> _DOCUMENT PASSAGE_
═══
# Can i know about subclass 188(A) business innovation stream of Queensland state ? Are nominating or they have stopped for a while?



## zh8083060 (2 mo ago)

I have applied for business innovation stream program subclass 188(A) in Queensland state but my case office said to me that Queensland has just paused nominations and they are going to resume this again very soon? Can anyone tell me that is this news is confirm?


----------



## JandE (Jul 17, 2015)

zh8083060 said:


> I have applied for business innovation stream program subclass 188(A) in Queensland state but my case office said to me that Queensland has just paused nominations and they are going to resume this again very soon? Can anyone tell me that is this news is confirm?


The Migration Queensland Business Program is temporarily suspended for the 2022-23 program year.

Migration Queensland’s business nomination program (BIIP) will be temporarily suspended from *8 November 2022*, as MQ has fulfilled our interim allocation for business nominations.
═══
> _DATA EXTRACT_
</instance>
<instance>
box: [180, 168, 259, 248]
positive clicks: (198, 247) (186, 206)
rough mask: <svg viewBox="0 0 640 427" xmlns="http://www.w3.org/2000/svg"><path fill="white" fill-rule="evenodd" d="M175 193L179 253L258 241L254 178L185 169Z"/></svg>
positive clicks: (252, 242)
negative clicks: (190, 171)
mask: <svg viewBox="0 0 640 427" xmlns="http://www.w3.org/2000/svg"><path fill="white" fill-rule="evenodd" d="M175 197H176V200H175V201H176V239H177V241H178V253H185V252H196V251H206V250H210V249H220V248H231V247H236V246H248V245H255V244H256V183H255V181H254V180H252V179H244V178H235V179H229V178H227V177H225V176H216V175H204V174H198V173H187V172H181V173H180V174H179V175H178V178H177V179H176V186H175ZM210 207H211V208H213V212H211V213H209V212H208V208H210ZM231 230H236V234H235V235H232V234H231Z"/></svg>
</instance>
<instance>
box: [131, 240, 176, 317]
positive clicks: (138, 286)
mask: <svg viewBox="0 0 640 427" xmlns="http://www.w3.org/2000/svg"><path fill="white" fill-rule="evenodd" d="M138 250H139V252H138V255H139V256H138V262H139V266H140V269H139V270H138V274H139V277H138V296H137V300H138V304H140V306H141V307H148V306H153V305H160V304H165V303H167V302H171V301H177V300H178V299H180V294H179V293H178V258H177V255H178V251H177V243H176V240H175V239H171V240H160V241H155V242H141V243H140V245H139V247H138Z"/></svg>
═══
> _REQUEST 1_
Answer these about the Queensland nomination thread:
(a) Which subclass did the first poster apply for?
(b) For which program year is the Migration Queensland Business Program suspended?
(c) On what date does the suspension of the business nomination program begin?
> _REQUEST 2_
Copy the stretch of the Queensland nomination thread from "The Migration Queensland" through "for business nominations.".
> _REQUEST 3_
Please extend the Queensland nomination thread from its last line.

> _WRITTEN REPLY 1_
(a) Subclass 188(A)
(b) 2022-23
(c) 8 November 2022

> _WRITTEN REPLY 2_
The Migration Queensland Business Program is temporarily suspended for the 2022-23 program year.

Migration Queensland’s business nomination program (BIIP) will be temporarily suspended from *8 November 2022*, as MQ has fulfilled our interim allocation for business nominations.

> _WRITTEN REPLY 3_
MQ is now waiting for further clarification from Home Affairs regarding the Queensland BIIP allocation. 






MQ - Business Program


Migration Queensland (MQ) is the state nominating body for the Queensland government and a business unit of TIQ.




migration.qld.gov.au


----------



## zh8083060 (2 mo ago)

Thanks how long it might take?


----------



## JandE (Jul 17, 2015)

zh8083060 said:


> Thanks how long it might take?


As it is temporarily suspended for the 2022-23 program year, it might not open again until July 2023.

But, depending on circumstances, it _could_ open earlier.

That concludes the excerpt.